● **Selected text**
But dangerous extraordinary law aside, it is more often IPC provisions – or what is considered ordinary law – that are used to target movement supporters and to intimidate struggles. Consider the use of false cases by the Orissa government to undermine various movements in Orissa in recent times. [33] People protesting mining operations in Kashipur (2004-05, 51 arrested, now including Saroj Mohanty, all others on bail), mining by the Sterlite company in Keonjhar (April 2007, 6 arrested), the building of a boundary wall by Vedanta in Lanjigarha (April 2006, 36 jailed), pollution caused by Nepaj Sponge Iron in Rourkela (March 2006, protestors beaten by police, 118 arrested), the POSCO project (April 2006), construction by Bhushan Steel in Denkanal (Dec 2005, 25 arrested), Maharashtra Simplex (May 2005, 26 arrested), the laying of a foundation stone in Lower Suktel, Bolangir (May 2005, police entered people’s homes, beaten, 70 arrested), slum demolitions in Bhubaneshwar (May 2007, lathicharge, false cases), and in other movements have all faced beatings by police, arrests, harassment and false cases. There is a violent shrinkage of people’s fundamental right to protest and their right to a decent life and livelihood. ‘Development’ is being rammed down people’s throats.

This repression is also very much part and parcel of the urban industrialization process as workers strive for the preservation of the most elementary rights. Successive governments have done nothing to protect their basic rights of life and body. Be it the brutal attack on Honda’s workers. It received such wide publicity because it was uniquely captured on TV footage, and was widely protested against all over the country. Yet nothing happened to those responsible and perversely the workers and union are facing false cases in court. There have been less known, worse attacks than Honda. Be it the firing in June 1991 on workers in Dalla opposing the privatization of a factory owned by the UP State Cement Corporation. Nine died. Be it the killing of Shankar Guha Niyogi, in September 1991; the guilty industrialists have got away scot-free. Be it the June 1992 firing on workers in Bhilai simply demanding minimum wages. Sixteen died. Or be it the firing in February 1998 in Dharuhera, not far from the Honda factory, on workers of Pashupati Mills, who were demanding something as basic as provident fund, ESI and an annual increment. Four workers were killed. [34] In each case, the government, of whatever hue, did nothing. Every police repression and subsequent government inaction sends out a signal, both to the working class and to capital.

Development for Whom? When reflecting on the specific way ‘development’ unfolded in the 1990s, we need to view its trajectory not just from the perspective of the underclass but from the perspective of specific social groups within them, for instance from the perspective of dalits [35], women, advasis, minorities, etc. Its impact on each and responses to the process was different in each case.

Adivasis and dalits face an undue proportion of the displacement caused by industrial projects, dams etc. Besides being a large proportion of the landless labour, it is they who constitute a large chunk of the marginal farmers and labourers, who are getting hit by the crisis in agriculture. The decline in government jobs as a consequence of the freeze in secure public employment since the mid-1980s has again hit them the most. Cornering this shrinking pie is now resulting in tensions among disadvantaged communities as witnessed recently in the violent tensions between the Gujjars and the relatively more privileged Meenas in Rajasthan. All these specificities need more work but I did not have the time to look at more info and data on how it has played out for each, but this is extremely important.

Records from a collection
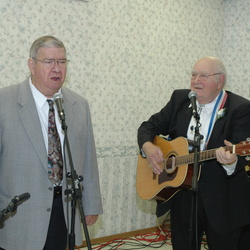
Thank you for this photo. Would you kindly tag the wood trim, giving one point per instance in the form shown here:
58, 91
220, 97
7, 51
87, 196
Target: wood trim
118, 236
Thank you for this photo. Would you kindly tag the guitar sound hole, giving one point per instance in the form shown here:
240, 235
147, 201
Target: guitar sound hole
170, 164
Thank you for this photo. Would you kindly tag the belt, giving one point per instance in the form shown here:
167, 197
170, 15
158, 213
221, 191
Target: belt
57, 192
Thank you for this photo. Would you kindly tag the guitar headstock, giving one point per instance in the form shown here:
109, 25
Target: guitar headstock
243, 148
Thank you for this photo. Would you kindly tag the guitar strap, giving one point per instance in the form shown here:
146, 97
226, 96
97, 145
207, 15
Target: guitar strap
219, 105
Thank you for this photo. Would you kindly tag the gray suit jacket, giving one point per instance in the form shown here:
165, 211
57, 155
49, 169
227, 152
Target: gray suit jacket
23, 166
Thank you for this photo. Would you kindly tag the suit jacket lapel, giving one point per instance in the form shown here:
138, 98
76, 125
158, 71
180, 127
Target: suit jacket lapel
31, 122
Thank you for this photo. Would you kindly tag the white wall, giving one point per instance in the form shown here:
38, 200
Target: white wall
126, 58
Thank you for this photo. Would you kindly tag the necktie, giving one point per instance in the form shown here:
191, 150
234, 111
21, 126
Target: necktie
55, 161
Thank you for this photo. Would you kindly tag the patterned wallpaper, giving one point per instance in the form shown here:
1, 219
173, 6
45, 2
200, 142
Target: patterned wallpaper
126, 58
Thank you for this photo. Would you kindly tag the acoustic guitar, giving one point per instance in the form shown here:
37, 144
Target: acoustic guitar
177, 168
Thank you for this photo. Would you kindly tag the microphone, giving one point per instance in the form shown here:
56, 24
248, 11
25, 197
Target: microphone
58, 100
17, 199
192, 96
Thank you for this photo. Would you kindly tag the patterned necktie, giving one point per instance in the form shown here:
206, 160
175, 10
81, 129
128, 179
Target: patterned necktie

● **Problem**
Carry on the text about development and the repression of protest in India from the point where it stops. The records are a separate body of material from the text.

● **Reply to the exercise**
Attempting a gendered view It has been argued that understanding the effects of globalization and reforms on women needs to look at the following: “basic conditions of life and survival; access to education and health services; division of time between paid and unpaid work, control over assets and control over own labour power; and the degree of social inclusion and freedom, including the degree of control in household decision-making, [and] freedom from violence”. [36]
To consider a few impacts of changes in the 1990s and thereafter: it starts with something as basic as life and death. More advanced technologies of sex determination has resulted in a declining female sex ratio in the 0-6 age group, from 964 females per 1,000 males in 1971 to 927 in 2001. There is a clear connection between rising incomes, dowry demands, traditional societies entering the mainstream and these figures for they are the highest in the more ‘advanced’ states (whatever that word may mean given this context), and in the most developed regions within states and even within Delhi.
Mechanization of agriculture has hit women agricultural workers hardest and this will increase as large capital enters agriculture. The targetting of PDS, the agricultural crisis, declining foodgrain and calorific consumption mentioned earlier in this note means again that – accentuated by patriarchy – women and girls are disproportionately affected. [37] Displacement by industrial and other projects and by SEZs also affects women disproportionately, because however hard the labour may be, women have a role in agriculture, and in the collection of forest produce. For instance, when we were examining census data in the districts around Kashipur, we found that 3 out of every 5 people in the region are engaged in agriculture. If one leaves out children, this means a high proportion of both women and older people. But the few jobs generated by these projects tend to be cornered by men and by the young. [38]

A gendered perspective on development first of all needs to consider the huge load of unpaid labour that women do within the household, and how that labour is central to production and reproduction under capitalism. Control over this work and it being accepted as ‘women’s work’ at all is part of the establishment of patriarchy. It would need women gaining control over land rights and other productive resources. It would mean widening the right to housing and giving women greater control over housing rights. Three areas women are entering in large numbers in urban areas are as domestic work, as piecemeal workers in outsourcing, and as casual labour in factories, such as in the garments sector. All of these areas need to be foregrounded in understanding the development process. (More to be written, lack of time, and of my understanding! )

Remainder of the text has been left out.